GOAL OF THE EXERCISE —
Repeat the records below word for word, but start at the line that contains "the white court", stop after the last line, and include nothing else.

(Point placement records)
----------------------------------------

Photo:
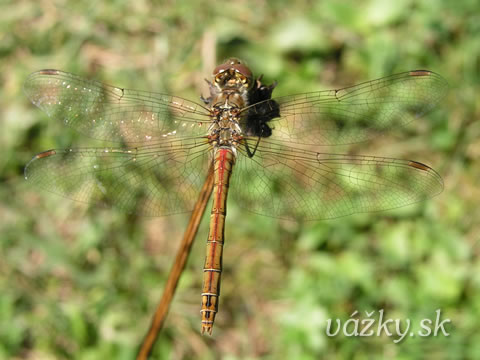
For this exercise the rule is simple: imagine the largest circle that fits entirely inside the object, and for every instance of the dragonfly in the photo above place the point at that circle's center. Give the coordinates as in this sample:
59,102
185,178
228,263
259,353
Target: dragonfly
157,149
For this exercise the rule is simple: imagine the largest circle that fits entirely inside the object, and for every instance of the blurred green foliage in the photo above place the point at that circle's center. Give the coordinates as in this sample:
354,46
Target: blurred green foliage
81,283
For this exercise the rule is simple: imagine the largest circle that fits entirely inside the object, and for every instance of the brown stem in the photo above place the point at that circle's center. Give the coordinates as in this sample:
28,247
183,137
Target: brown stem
177,268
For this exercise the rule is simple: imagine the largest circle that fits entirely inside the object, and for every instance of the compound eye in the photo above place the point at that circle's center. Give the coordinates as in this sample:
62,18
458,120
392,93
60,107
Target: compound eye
244,70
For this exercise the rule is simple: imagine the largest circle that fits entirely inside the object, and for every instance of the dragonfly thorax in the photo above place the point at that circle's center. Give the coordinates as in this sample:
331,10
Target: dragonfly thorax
225,129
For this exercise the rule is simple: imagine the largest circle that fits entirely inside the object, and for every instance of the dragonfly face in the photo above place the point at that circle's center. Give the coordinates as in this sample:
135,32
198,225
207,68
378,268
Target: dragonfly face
268,151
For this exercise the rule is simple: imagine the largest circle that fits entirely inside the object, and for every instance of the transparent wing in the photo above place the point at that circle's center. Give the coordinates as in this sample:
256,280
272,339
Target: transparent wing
159,179
110,113
352,114
289,183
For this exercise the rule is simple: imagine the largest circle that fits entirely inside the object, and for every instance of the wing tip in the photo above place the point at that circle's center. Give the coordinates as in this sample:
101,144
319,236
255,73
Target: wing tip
428,169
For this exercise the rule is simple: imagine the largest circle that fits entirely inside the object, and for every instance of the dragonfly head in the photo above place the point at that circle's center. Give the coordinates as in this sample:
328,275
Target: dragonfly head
232,74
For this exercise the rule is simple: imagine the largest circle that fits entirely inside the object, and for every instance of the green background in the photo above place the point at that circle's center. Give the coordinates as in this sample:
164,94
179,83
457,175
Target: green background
81,283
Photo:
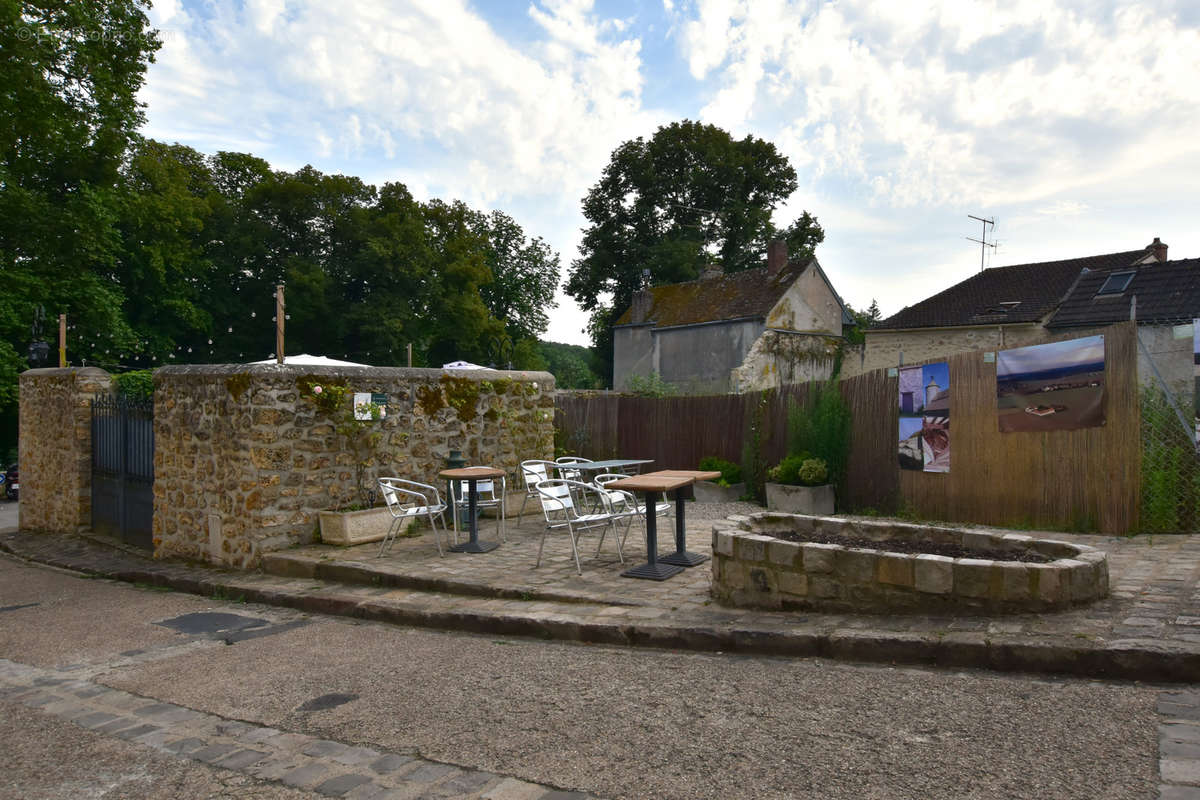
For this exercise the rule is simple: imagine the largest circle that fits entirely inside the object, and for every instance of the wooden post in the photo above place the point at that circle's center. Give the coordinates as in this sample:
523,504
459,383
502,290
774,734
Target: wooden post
279,324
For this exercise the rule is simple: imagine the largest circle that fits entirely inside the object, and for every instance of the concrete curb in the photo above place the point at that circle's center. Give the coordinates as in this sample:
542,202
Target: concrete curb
1146,660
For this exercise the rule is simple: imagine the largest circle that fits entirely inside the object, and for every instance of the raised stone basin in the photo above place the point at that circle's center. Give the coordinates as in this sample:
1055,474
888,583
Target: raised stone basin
754,567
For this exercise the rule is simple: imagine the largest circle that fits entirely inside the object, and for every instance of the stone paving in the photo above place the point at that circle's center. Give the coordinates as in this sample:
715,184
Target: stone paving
329,768
1147,629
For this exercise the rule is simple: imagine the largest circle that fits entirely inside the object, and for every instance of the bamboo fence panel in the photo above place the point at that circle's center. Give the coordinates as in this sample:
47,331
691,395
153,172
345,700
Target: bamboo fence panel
1080,480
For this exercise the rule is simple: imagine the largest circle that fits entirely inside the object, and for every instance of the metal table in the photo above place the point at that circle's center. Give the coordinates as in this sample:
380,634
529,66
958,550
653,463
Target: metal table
472,475
652,485
682,557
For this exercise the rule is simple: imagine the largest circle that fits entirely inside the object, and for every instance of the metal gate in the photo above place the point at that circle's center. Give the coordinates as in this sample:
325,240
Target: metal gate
123,469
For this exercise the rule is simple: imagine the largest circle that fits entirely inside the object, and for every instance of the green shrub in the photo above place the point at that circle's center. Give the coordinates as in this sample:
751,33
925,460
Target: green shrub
730,471
821,427
135,385
799,470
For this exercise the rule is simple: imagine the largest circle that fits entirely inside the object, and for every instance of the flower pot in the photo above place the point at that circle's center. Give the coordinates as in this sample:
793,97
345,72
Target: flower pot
713,492
799,499
354,527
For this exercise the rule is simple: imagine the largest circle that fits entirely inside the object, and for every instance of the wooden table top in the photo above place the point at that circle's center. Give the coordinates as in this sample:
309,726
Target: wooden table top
661,481
467,473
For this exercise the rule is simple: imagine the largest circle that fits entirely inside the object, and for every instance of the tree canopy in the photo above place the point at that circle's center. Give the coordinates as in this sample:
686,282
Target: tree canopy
689,196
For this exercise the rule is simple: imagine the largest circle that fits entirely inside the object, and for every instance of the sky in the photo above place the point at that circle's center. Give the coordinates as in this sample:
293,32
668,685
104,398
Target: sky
1072,125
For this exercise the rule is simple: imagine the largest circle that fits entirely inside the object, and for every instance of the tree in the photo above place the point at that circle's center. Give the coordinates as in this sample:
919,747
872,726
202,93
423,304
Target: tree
689,196
69,110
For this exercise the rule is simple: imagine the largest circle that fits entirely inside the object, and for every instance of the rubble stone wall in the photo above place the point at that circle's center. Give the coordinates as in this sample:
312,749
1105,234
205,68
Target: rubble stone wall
244,459
55,446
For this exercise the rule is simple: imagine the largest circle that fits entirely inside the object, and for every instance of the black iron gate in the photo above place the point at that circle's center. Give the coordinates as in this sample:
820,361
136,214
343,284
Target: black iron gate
123,469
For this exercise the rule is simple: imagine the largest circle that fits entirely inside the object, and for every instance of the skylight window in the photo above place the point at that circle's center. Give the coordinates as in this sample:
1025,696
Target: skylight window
1116,283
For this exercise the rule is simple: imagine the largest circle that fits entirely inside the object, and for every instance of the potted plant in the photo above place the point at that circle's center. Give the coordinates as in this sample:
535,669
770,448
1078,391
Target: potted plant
797,485
726,488
358,521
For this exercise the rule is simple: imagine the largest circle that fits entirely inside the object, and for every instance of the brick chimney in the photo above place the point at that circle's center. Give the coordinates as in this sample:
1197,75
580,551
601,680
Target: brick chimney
1158,248
640,308
777,257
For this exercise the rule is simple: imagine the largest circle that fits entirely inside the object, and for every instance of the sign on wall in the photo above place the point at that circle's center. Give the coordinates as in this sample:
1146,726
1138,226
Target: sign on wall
925,417
1057,386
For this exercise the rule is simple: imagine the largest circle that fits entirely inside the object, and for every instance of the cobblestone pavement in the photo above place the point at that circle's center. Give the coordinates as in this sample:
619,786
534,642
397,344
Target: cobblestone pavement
298,761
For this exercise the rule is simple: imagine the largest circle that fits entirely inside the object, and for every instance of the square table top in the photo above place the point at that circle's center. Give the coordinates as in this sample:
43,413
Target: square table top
469,473
663,480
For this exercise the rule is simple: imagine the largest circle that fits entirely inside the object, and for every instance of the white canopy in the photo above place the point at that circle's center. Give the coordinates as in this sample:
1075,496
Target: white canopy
305,360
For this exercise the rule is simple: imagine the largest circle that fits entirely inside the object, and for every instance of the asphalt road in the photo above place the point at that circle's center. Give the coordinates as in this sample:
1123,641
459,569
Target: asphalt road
615,722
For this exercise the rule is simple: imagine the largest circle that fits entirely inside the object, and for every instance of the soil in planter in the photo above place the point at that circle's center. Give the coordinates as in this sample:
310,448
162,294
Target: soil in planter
915,546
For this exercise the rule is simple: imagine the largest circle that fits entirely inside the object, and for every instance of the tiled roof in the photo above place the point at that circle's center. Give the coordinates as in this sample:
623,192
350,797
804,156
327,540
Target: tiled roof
1168,292
1024,293
750,293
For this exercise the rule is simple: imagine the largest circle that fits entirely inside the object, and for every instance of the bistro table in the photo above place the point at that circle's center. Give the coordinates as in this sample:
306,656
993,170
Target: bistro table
472,475
609,465
682,557
652,485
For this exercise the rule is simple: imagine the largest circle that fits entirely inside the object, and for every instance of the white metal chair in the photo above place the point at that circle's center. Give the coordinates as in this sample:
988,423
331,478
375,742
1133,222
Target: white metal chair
486,497
561,509
408,500
564,467
534,471
625,504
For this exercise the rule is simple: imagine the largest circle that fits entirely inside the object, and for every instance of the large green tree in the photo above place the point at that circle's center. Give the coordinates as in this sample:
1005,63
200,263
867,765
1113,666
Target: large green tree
688,196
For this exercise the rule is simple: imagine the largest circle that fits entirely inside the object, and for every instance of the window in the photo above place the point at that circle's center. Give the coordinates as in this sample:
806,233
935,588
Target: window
1116,283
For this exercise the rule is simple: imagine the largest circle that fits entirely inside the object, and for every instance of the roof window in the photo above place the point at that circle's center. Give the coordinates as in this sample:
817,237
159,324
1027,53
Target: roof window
1116,283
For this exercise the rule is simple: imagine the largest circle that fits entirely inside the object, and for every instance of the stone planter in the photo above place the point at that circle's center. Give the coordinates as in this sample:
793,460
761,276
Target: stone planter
348,528
799,499
712,492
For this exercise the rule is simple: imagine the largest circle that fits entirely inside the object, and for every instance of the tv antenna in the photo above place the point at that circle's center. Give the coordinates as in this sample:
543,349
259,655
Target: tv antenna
983,242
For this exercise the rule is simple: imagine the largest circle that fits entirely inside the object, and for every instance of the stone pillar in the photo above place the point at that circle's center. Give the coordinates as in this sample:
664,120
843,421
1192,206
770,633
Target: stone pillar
55,446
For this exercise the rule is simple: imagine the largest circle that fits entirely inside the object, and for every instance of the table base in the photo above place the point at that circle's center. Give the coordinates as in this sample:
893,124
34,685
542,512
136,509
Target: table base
683,559
652,571
474,547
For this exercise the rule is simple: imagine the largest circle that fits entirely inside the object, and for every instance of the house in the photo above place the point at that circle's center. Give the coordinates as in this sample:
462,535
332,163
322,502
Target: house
735,332
1030,304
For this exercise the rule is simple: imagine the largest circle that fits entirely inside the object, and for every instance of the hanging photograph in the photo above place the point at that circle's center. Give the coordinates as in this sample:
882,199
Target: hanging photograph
1057,386
925,417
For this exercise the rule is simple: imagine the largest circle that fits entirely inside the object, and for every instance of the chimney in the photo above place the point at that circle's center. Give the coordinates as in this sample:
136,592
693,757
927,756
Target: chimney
1158,248
640,308
777,257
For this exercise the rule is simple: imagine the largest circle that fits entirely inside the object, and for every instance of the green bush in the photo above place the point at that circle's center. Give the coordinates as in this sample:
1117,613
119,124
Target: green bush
730,471
821,428
135,385
799,470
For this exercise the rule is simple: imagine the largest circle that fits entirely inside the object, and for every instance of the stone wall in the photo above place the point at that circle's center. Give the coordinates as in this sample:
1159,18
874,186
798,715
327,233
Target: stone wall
55,446
244,459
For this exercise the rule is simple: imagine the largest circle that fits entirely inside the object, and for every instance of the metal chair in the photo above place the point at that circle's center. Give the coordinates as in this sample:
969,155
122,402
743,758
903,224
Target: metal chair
534,471
627,505
407,500
485,498
558,504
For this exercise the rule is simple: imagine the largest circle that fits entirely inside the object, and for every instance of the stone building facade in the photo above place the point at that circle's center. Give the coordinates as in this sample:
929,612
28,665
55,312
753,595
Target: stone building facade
245,458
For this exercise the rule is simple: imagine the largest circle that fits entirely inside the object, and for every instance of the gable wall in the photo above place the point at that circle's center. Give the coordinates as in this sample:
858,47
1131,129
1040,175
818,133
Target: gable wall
808,305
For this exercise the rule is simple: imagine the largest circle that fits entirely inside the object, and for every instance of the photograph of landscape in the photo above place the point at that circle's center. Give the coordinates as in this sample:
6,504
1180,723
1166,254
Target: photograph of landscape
1057,386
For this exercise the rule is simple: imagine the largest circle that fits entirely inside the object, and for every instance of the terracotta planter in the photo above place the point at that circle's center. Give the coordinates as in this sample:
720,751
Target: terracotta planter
801,499
354,527
712,492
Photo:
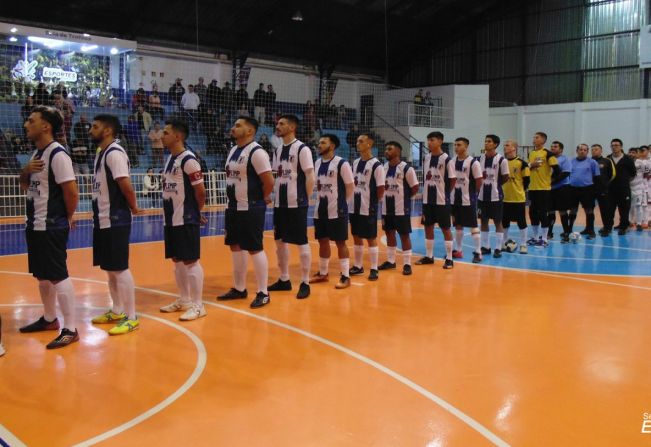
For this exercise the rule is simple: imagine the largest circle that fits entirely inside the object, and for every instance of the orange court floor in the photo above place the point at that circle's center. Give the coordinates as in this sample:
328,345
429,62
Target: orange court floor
475,356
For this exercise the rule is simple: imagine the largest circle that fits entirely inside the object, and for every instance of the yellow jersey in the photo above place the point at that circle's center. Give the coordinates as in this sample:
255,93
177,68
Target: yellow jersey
514,188
541,177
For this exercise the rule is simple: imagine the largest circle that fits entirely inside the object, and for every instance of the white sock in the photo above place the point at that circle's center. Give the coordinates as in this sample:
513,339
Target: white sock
306,262
49,299
194,276
127,292
118,301
448,249
391,254
499,240
282,252
66,297
429,248
485,242
182,282
534,231
344,265
476,237
406,257
261,269
323,265
459,239
358,250
374,253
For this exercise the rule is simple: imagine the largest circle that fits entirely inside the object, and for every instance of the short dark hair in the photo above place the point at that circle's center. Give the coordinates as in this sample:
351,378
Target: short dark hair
494,138
293,119
179,125
52,116
333,138
110,121
250,121
394,144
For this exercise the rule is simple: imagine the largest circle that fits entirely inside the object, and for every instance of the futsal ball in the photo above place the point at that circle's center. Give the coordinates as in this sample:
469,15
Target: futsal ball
511,246
575,237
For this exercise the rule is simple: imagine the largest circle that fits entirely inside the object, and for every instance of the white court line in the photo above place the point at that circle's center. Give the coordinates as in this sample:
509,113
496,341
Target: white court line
9,438
402,379
196,373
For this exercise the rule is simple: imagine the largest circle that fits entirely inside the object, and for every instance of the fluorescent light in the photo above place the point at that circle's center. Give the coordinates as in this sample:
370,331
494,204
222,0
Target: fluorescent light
50,43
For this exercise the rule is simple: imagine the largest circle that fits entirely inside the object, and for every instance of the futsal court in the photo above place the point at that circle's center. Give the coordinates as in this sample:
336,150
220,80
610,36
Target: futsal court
522,350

----------------------------------------

EXERCISE RESULT —
For this exercise the rule is simple: imagine the largest circle that fits entirely inside the object, and for every instance of the white court line in the photo above place the point at that circle's center. Give the coordinates as in this sample:
509,113
496,341
Target: white court line
9,438
402,379
196,373
For this exercise the rule is simple: imagine the largest circle that fits entirely inside the object, and for every instance of the fluorescent light in the photo above place the point at that circle's center. Give the coordinates as in this sample:
370,331
494,204
222,0
Target: fluorescent light
50,43
For this exercise the rule is simple: imagine the largest circle that fits entirely inside the object, and for every instance of the futsal court in the photo above place the point at that circle's center. Give the coordinates as in this sample:
336,150
220,80
610,36
Target: futsal court
522,350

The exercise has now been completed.